=== Section Start ===
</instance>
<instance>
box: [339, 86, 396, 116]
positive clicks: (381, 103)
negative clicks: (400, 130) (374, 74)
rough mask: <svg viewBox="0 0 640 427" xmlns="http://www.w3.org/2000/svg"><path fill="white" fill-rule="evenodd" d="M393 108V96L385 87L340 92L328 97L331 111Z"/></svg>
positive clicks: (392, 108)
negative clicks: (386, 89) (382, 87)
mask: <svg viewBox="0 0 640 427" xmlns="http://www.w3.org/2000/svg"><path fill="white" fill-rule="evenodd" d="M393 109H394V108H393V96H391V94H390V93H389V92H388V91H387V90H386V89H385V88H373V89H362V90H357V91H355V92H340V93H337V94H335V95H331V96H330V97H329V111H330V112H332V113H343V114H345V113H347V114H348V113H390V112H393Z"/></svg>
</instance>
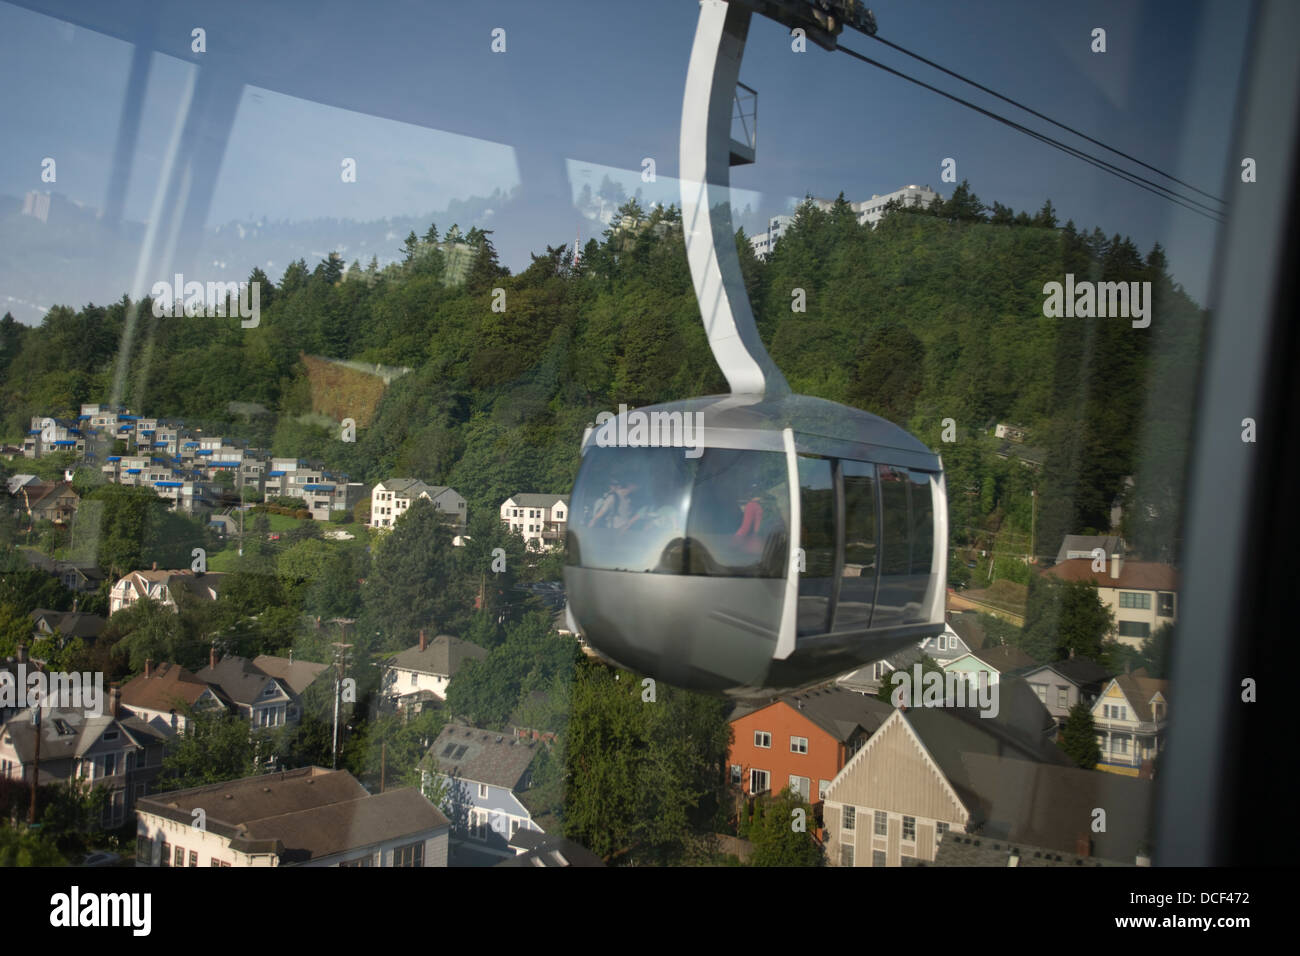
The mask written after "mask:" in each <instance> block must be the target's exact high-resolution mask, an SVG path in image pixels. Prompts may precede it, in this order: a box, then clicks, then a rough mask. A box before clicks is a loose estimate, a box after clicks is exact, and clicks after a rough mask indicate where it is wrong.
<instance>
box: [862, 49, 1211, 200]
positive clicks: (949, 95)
mask: <svg viewBox="0 0 1300 956" xmlns="http://www.w3.org/2000/svg"><path fill="white" fill-rule="evenodd" d="M837 49H840V51H841V52H844V53H848V55H849V56H852V57H853V59H855V60H861V61H862V62H865V64H868V65H871V66H876V68H879V69H881V70H884V72H885V73H892V74H893V75H896V77H898V78H901V79H906V81H907V82H909V83H915V85H917V86H920V87H923V88H926V90H930V91H931V92H936V94H939V95H940V96H944V98H945V99H950V100H953V101H954V103H959V104H961V105H963V107H969V108H970V109H974V111H975V112H976V113H980V114H983V116H987V117H988V118H991V120H996V121H997V122H1000V124H1002V125H1005V126H1010V127H1011V129H1014V130H1019V131H1021V133H1023V134H1026V135H1027V137H1032V138H1034V139H1037V140H1039V142H1043V143H1047V144H1048V146H1052V147H1054V148H1057V150H1061V151H1062V152H1066V153H1069V155H1071V156H1075V157H1076V159H1080V160H1083V161H1084V163H1088V164H1089V165H1093V166H1097V168H1099V169H1101V170H1104V172H1109V173H1112V174H1113V176H1117V177H1119V178H1121V179H1125V181H1126V182H1128V183H1131V185H1134V186H1138V189H1143V190H1147V191H1148V193H1151V194H1153V195H1157V196H1160V198H1161V199H1167V200H1169V202H1171V203H1175V204H1178V206H1182V207H1183V208H1184V209H1191V211H1192V212H1195V213H1197V215H1200V216H1204V217H1205V219H1209V220H1212V221H1214V222H1218V224H1221V225H1222V222H1223V220H1222V217H1221V213H1219V212H1218V211H1217V209H1212V208H1210V207H1208V206H1205V204H1204V203H1199V202H1197V200H1195V199H1190V198H1187V196H1180V195H1178V194H1177V193H1174V191H1173V190H1170V189H1169V187H1167V186H1161V185H1160V183H1158V182H1152V181H1151V179H1145V178H1143V177H1140V176H1138V174H1136V173H1130V172H1127V170H1125V169H1121V168H1119V166H1117V165H1114V164H1113V163H1106V161H1105V160H1101V159H1096V157H1095V156H1089V155H1088V153H1086V152H1083V151H1082V150H1078V148H1075V147H1073V146H1069V144H1066V143H1062V142H1060V140H1057V139H1053V138H1052V137H1048V135H1045V134H1043V133H1036V131H1035V130H1031V129H1030V127H1028V126H1023V125H1021V124H1018V122H1015V121H1013V120H1008V118H1006V117H1005V116H1000V114H997V113H995V112H992V111H991V109H984V108H983V107H979V105H976V104H974V103H971V101H970V100H963V99H962V98H961V96H954V95H953V94H950V92H946V91H944V90H940V88H939V87H936V86H932V85H930V83H926V82H924V81H920V79H917V78H915V77H909V75H907V74H906V73H901V72H900V70H896V69H893V68H892V66H887V65H885V64H883V62H879V61H878V60H872V59H871V57H868V56H863V55H862V53H859V52H857V51H854V49H849V48H848V47H837ZM1193 207H1199V208H1193Z"/></svg>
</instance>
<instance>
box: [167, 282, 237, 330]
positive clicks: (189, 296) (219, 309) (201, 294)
mask: <svg viewBox="0 0 1300 956" xmlns="http://www.w3.org/2000/svg"><path fill="white" fill-rule="evenodd" d="M173 278H174V280H175V281H174V282H165V281H164V282H155V284H153V287H152V289H151V290H149V295H151V297H152V298H153V316H155V317H156V319H162V317H170V319H179V317H181V316H182V315H185V316H213V317H221V316H225V315H227V312H226V308H227V303H229V302H231V300H233V299H234V298H235V297H238V299H239V302H238V306H237V310H238V312H229V315H237V313H238V315H239V317H240V319H244V320H246V321H242V323H239V326H240V328H244V329H256V328H257V325H259V324H260V323H261V282H208V284H207V286H204V284H203V282H186V281H185V276H183V274H182V273H179V272H178V273H175V276H173Z"/></svg>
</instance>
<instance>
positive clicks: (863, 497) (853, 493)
mask: <svg viewBox="0 0 1300 956" xmlns="http://www.w3.org/2000/svg"><path fill="white" fill-rule="evenodd" d="M840 472H841V475H842V481H844V572H842V575H841V578H840V601H839V605H837V606H836V610H835V630H836V631H854V630H859V628H865V627H868V626H870V624H871V606H872V604H874V601H875V593H876V550H878V549H876V492H875V486H876V481H875V466H874V464H868V463H867V462H840Z"/></svg>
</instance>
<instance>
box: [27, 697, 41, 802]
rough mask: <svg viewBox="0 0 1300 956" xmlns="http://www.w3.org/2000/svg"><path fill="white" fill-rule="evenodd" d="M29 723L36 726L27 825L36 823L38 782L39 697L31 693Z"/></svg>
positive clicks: (31, 768) (38, 748)
mask: <svg viewBox="0 0 1300 956" xmlns="http://www.w3.org/2000/svg"><path fill="white" fill-rule="evenodd" d="M31 723H32V726H34V727H35V728H36V753H35V756H34V757H32V760H31V806H30V808H29V809H27V826H35V825H36V787H38V786H39V784H40V697H39V696H36V695H32V698H31Z"/></svg>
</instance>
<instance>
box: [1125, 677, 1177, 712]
mask: <svg viewBox="0 0 1300 956" xmlns="http://www.w3.org/2000/svg"><path fill="white" fill-rule="evenodd" d="M1115 683H1117V684H1119V689H1121V691H1123V692H1125V697H1127V698H1128V702H1130V704H1132V705H1134V710H1135V711H1138V719H1139V721H1145V722H1152V721H1154V719H1156V718H1154V717H1152V713H1151V700H1152V697H1154V696H1156V695H1157V693H1158V695H1161V696H1162V697H1164V698H1165V705H1166V706H1167V705H1169V682H1167V680H1157V679H1156V678H1143V676H1138V675H1136V674H1121V675H1119V676H1117V678H1115Z"/></svg>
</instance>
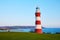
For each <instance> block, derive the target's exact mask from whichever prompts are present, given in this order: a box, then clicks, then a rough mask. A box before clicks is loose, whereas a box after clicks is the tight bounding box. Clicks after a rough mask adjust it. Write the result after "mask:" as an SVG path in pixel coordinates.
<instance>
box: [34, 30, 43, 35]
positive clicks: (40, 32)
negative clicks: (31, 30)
mask: <svg viewBox="0 0 60 40" xmlns="http://www.w3.org/2000/svg"><path fill="white" fill-rule="evenodd" d="M35 32H36V33H39V34H42V33H43V32H42V29H35Z"/></svg>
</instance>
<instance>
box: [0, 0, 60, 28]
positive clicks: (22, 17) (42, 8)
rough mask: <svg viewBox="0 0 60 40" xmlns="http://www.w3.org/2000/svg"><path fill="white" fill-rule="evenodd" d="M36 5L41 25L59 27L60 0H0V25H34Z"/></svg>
mask: <svg viewBox="0 0 60 40" xmlns="http://www.w3.org/2000/svg"><path fill="white" fill-rule="evenodd" d="M36 6H39V7H40V12H41V22H42V26H45V27H60V0H0V26H20V25H25V26H27V25H30V26H32V25H35V11H36Z"/></svg>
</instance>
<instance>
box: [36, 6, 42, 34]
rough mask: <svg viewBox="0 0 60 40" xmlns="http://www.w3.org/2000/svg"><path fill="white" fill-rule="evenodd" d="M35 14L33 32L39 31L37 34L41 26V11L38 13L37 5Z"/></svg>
mask: <svg viewBox="0 0 60 40" xmlns="http://www.w3.org/2000/svg"><path fill="white" fill-rule="evenodd" d="M35 16H36V22H35V25H36V28H35V32H36V33H39V34H42V26H41V20H40V17H41V13H40V9H39V7H36V13H35Z"/></svg>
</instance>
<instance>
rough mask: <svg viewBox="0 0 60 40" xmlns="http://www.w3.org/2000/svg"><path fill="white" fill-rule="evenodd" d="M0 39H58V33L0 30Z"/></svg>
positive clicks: (41, 39) (57, 39) (27, 39)
mask: <svg viewBox="0 0 60 40" xmlns="http://www.w3.org/2000/svg"><path fill="white" fill-rule="evenodd" d="M0 40H60V34H36V33H28V32H27V33H26V32H0Z"/></svg>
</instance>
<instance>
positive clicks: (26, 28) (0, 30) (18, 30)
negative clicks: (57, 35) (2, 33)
mask: <svg viewBox="0 0 60 40" xmlns="http://www.w3.org/2000/svg"><path fill="white" fill-rule="evenodd" d="M3 28H10V30H9V31H10V32H34V31H35V26H5V27H3ZM42 31H43V32H44V33H51V34H54V33H60V28H45V27H42ZM0 32H7V30H0Z"/></svg>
=== Section End ===
## PROMPT
Please retype the listing word for word, from its first line through the line containing "positive clicks: (392, 108)", and add nothing else.

## RESPONSE FOR THIS EXERCISE
</instance>
<instance>
box: [339, 86, 396, 116]
positive clicks: (381, 103)
negative clicks: (400, 130) (374, 74)
rough mask: <svg viewBox="0 0 640 427" xmlns="http://www.w3.org/2000/svg"><path fill="white" fill-rule="evenodd" d="M393 108V96L385 87L340 92L328 97L331 111Z"/></svg>
positive clicks: (392, 108)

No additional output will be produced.